Passage provided>
+ + + + + + +
An American fleet of nine ships under the command of Captain Oliver Hazard Perry routed a British fleet in the Battle of Lake Erie on September 10, 1813.
After the battle, Perry sent a famous dispatch to U.S. General William Henry Harrison that read, “We have met the enemy, and they are ours.” The Battle of Lake Erie forced the British to abandon Detroit, ensuring U.S. control over Lake Erie and the territorial northwest.
Years later, Pogo, Georgia’s Official State Possum, would paraphrase Perry’s dispatch.
And eventually, Pogo’s statement that, “We have met the enemy and he is us” would become the official slogan of the Georgia Republican Party.
On September 10, 1991, Senate confirmation hearings began for Georgia-born Clarence Thomas, who was appointed by President George H.W. Bush (41) to the United States Supreme Court.
Nirvana’s Smells Like Teen Spirit was released as a single on September 10, 1991. Today, it smells more like Bengay.
On September 10, 2002, the Atlanta Braves clinched an eleventh straight division title without playing, as a loss by the Philadelphia Phillies assured the Braves the title.
Georgia Politics, Campaigns, and Elections
President Donald Trump directed the extension of a ban on offshore drilling that includes Georgia’s coast, according to WJCL.
President Donald Trump expanded a ban on new offshore drilling Tuesday, an election-year reversal likely to appeal to voters in Florida and other coastal states.
“This protects your beautiful gulf and your beautiful ocean, and it will for a long time to come,” Trump said as he announced the expanded drilling ban during an appearance at the Jupiter Inlet Lighthouse.
The president signed a memorandum instructing the interior secretary to prohibit drilling in the waters off both Florida coasts, and off the coasts of Georgia and South Carolina for a period of 10 years — from July 1, 2022, to June 20, 2032.
For Trump, it was a dramatic about-face on a major policy decision, but one that could yield election-year dividends in key coastal states like Florida. It also provided relief to Sens. Lindsey Graham of South Carolina and Kelly Loeffler and David Perdue of Georgia, all Democratic targets. For months, the trio had been caught between the president’s bullishness on drilling expansion and the substantial, bipartisan opposition to the idea in their home states.
Prominent Republicans like Georgia Gov. Brian Kemp, another Trump ally, and his Republican predecessor, Nathan Deal, have opposed drilling off the state’s 100-mile (160 km) coast. State lawmakers have passed an anti-drilling resolution, as have several cities and counties in the state. Last year, U.S. Rep. Buddy Carter, a Savannah-area Republican who had spent years touting the potential benefits of drilling, wrote a letter asking Trump to exclude Georgia from any offshore drilling plans.
+ + + + + + +
Record excerpts>
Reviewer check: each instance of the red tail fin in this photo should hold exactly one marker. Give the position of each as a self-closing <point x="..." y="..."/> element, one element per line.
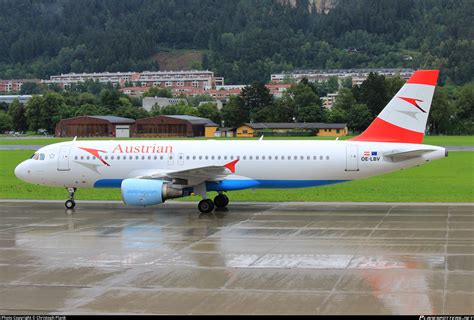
<point x="405" y="116"/>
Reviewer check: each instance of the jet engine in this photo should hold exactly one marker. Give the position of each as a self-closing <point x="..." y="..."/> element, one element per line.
<point x="144" y="192"/>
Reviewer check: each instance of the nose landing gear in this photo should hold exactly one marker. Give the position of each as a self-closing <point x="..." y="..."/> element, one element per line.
<point x="70" y="204"/>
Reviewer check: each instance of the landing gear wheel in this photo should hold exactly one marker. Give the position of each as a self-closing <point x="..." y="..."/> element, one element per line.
<point x="221" y="201"/>
<point x="70" y="204"/>
<point x="206" y="205"/>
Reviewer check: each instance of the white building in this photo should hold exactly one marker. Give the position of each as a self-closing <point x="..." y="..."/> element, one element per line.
<point x="149" y="102"/>
<point x="165" y="79"/>
<point x="358" y="75"/>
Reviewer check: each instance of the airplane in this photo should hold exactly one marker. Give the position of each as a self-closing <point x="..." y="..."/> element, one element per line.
<point x="151" y="172"/>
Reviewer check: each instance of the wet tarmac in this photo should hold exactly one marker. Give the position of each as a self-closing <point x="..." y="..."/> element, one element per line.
<point x="105" y="258"/>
+ + + + + + +
Exercise requirements>
a. According to the Georgia history and politics passage, how long is Georgia's coast?
b. Output the part of the Georgia history and politics passage starting with "Georgia Politics, Campaigns, and" and going on through "Jupiter Inlet Lighthouse.".

Task responses>
a. Georgia's coast is 100 miles (160 km) long.

b.
Georgia Politics, Campaigns, and Elections
President Donald Trump directed the extension of a ban on offshore drilling that includes Georgia’s coast, according to WJCL.
President Donald Trump expanded a ban on new offshore drilling Tuesday, an election-year reversal likely to appeal to voters in Florida and other coastal states.
“This protects your beautiful gulf and your beautiful ocean, and it will for a long time to come,” Trump said as he announced the expanded drilling ban during an appearance at the Jupiter Inlet Lighthouse.